[start of Material]
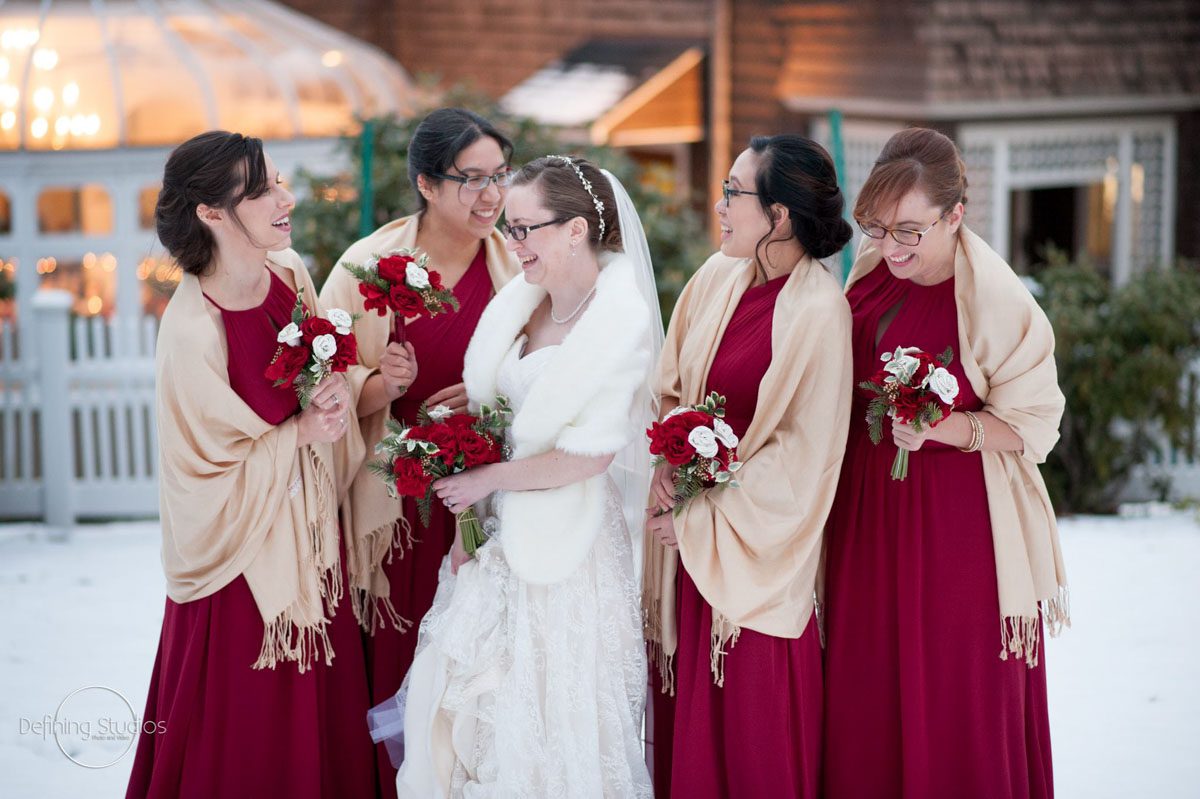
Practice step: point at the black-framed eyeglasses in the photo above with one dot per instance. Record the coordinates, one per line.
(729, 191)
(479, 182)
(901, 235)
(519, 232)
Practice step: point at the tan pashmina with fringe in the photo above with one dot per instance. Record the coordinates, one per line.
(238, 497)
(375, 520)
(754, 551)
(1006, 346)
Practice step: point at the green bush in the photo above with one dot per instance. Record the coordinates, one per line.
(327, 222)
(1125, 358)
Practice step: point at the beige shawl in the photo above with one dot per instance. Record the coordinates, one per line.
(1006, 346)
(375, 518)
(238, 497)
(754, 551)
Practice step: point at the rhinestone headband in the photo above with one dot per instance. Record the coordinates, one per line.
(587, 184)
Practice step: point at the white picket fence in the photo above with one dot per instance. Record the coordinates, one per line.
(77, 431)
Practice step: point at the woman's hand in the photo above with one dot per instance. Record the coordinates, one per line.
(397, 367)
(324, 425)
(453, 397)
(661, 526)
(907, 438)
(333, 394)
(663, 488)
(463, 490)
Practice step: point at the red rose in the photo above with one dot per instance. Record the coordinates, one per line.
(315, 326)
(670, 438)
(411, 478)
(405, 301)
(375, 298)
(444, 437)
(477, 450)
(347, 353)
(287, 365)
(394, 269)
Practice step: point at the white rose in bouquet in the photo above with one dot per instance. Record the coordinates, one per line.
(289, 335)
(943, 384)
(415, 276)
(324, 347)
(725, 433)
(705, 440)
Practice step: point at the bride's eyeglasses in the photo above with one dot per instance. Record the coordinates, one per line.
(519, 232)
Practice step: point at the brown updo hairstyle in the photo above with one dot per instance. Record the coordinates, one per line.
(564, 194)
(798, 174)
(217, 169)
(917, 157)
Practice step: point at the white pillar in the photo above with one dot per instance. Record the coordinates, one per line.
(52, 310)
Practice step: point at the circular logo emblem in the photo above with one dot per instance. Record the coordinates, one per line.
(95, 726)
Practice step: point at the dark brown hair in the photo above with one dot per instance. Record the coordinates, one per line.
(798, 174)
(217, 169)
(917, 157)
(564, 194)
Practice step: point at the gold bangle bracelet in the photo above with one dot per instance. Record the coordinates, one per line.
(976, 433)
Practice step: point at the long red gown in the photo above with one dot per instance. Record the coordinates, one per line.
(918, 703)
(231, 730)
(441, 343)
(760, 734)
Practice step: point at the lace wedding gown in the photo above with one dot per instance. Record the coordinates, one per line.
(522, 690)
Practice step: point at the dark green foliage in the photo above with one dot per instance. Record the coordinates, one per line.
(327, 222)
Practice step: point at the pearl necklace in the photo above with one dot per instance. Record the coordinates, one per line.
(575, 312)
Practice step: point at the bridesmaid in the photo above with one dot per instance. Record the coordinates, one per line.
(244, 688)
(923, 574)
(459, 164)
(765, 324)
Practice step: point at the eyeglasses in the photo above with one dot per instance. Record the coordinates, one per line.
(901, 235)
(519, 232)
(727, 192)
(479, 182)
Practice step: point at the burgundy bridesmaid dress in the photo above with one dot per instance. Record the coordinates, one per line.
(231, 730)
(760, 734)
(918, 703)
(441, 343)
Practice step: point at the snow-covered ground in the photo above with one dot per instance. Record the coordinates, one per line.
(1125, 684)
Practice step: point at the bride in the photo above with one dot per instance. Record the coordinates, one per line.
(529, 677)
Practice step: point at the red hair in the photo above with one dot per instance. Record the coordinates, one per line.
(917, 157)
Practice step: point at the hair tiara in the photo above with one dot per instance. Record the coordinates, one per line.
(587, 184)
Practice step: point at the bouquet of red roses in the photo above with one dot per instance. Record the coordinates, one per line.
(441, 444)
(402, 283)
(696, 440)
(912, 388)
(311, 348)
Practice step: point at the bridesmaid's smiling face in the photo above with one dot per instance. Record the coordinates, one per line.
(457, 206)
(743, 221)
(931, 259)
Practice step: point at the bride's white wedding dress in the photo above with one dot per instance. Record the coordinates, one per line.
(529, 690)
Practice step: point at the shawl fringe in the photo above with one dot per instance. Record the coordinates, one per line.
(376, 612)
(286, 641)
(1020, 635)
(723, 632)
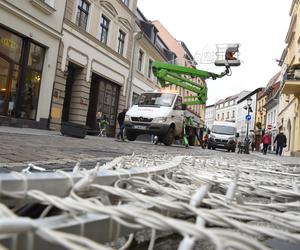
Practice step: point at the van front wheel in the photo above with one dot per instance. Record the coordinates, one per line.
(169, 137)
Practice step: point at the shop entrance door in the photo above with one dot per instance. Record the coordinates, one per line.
[end of Material]
**Task objective**
Could you set out every line of the records above as a numbered list, skipping any blank lines and leaving out the pictures?

**Task answer**
1. Practice step: point at the black-framed eyeglasses in the photo above with one dot per instance. Record the coordinates, one per line.
2. (729, 191)
3. (479, 182)
4. (901, 235)
5. (519, 232)
6. Practice step: point at the tan pashmina with fringe in the photo above with one dot per instance. Record the coordinates, one per line.
7. (238, 497)
8. (375, 520)
9. (754, 551)
10. (1006, 346)
11. Practice step: point at the green bush in the photo above with one dot per instance. Record the coordinates, one per line.
12. (327, 222)
13. (1125, 358)
14. Practice step: point at the beige shawl in the photo above with one dot per instance. Record the coordinates, one per line.
15. (1006, 346)
16. (375, 518)
17. (238, 497)
18. (754, 551)
19. Practice step: point at the rhinestone headband in the photo above with one dot per instance. Record the coordinates, one per line.
20. (587, 184)
21. Practice step: point at the white picket fence in the photo above with one dot per instance. Record the coordinates, one per line.
22. (77, 431)
23. Practice step: point at the woman's hand in the photo above with one dot per instance. Record the coordinates, one per line.
24. (397, 367)
25. (324, 425)
26. (453, 397)
27. (661, 526)
28. (907, 438)
29. (333, 394)
30. (663, 488)
31. (463, 490)
32. Practice step: point at the red rose in the photo above with one dot per instance. Record the coordinates, one per line.
33. (315, 326)
34. (670, 438)
35. (411, 478)
36. (405, 301)
37. (375, 298)
38. (444, 437)
39. (477, 450)
40. (347, 353)
41. (287, 365)
42. (394, 269)
43. Practice step: point at the white rose in bouquet in the photo above with one dot per instance. Record the coordinates, one per line.
44. (289, 335)
45. (943, 384)
46. (415, 276)
47. (324, 347)
48. (725, 433)
49. (705, 440)
50. Practice step: point at the bride's eyeglasses in the photo above with one dot per instance. Record the coordinates, one per line.
51. (519, 232)
52. Practice step: point at the brown updo hairstyle in the photo above with one dot per instance. Record the coordinates, one per line.
53. (564, 194)
54. (798, 174)
55. (217, 169)
56. (917, 157)
57. Practice step: point at the white pillar in the photo above with one dot per instance. Record the coordinates, one per line.
58. (52, 310)
59. Practice step: point at the circular logo emblem in the photo above with one dot per instance. Record the coordinates, one per line.
60. (95, 726)
61. Practice step: point at the dark brown hair in the photo above with one dot per instance. Record the coordinates, one per line.
62. (798, 174)
63. (217, 169)
64. (917, 157)
65. (564, 194)
66. Practice step: point at the gold bangle bracelet in the photo above with one dot per instance. Record the coordinates, one per line.
67. (976, 433)
68. Practice step: point at the long red gown in the photo above with one dot per instance. Record the coordinates, one per line.
69. (918, 703)
70. (231, 730)
71. (441, 343)
72. (760, 734)
73. Practice step: point at the lace wedding gown in the photo above with one dot per instance. Record the coordinates, one per line.
74. (522, 690)
75. Practice step: point at the dark green foliage in the photo above with one dot per instance. Record the coordinates, one per line.
76. (327, 222)
77. Practice step: point at the pearl necklace in the photo above with one dot per instance. Record the coordinates, one per line.
78. (575, 312)
79. Practice step: point at the bridesmaid in the photo above with one dot per instance. Record the coordinates, one per line.
80. (244, 688)
81. (923, 574)
82. (459, 164)
83. (765, 324)
84. Practice step: point at the eyeglasses in the photo above with one dot per instance. Record the coordinates, one per line.
85. (901, 235)
86. (519, 232)
87. (727, 192)
88. (479, 182)
89. Practice step: point at the burgundy bridesmaid dress in the photo above with one dot per instance. Record the coordinates, one per line.
90. (231, 730)
91. (760, 734)
92. (918, 703)
93. (441, 343)
94. Practice step: point at the snow-covered ground in the photo above with one dot per instance. Record the coordinates, one per line.
95. (1125, 684)
96. Practice step: point at the bride in the photo above with one dot per instance. Record the coordinates, one per line.
97. (529, 677)
98. Practice step: point at the red hair in the photo above with one dot per instance. Record the coordinates, one per line.
99. (917, 157)
100. Practice step: point at the hair tiara in the photo above with one dot per instance. Record the coordinates, one per line.
101. (587, 184)
102. Practice step: point at the bouquet of red roses in the photo above with one dot per instance. Record the coordinates, one per line.
103. (441, 444)
104. (402, 283)
105. (696, 440)
106. (912, 388)
107. (311, 348)
108. Practice step: point at the bridesmaid's smiling face in the photo above with one dot per instance. Record the coordinates, one per line.
109. (457, 206)
110. (743, 221)
111. (931, 259)
112. Practice step: point at the bride's white wedding dress in the photo above with one dot per instance. Record the coordinates, one per line.
113. (529, 690)
114. Practice step: point at the shawl fringe in the photo above with one dot per instance. Record the coordinates, one per line.
115. (376, 612)
116. (286, 641)
117. (1020, 635)
118. (723, 632)
119. Practice step: point at the van front wheel in the photo above with one dot per instance. Record the coordinates, one per line.
120. (169, 137)
121. Practice step: point at the shop entrance door in the photo above with one dot per instance. Record the coordinates, one per line.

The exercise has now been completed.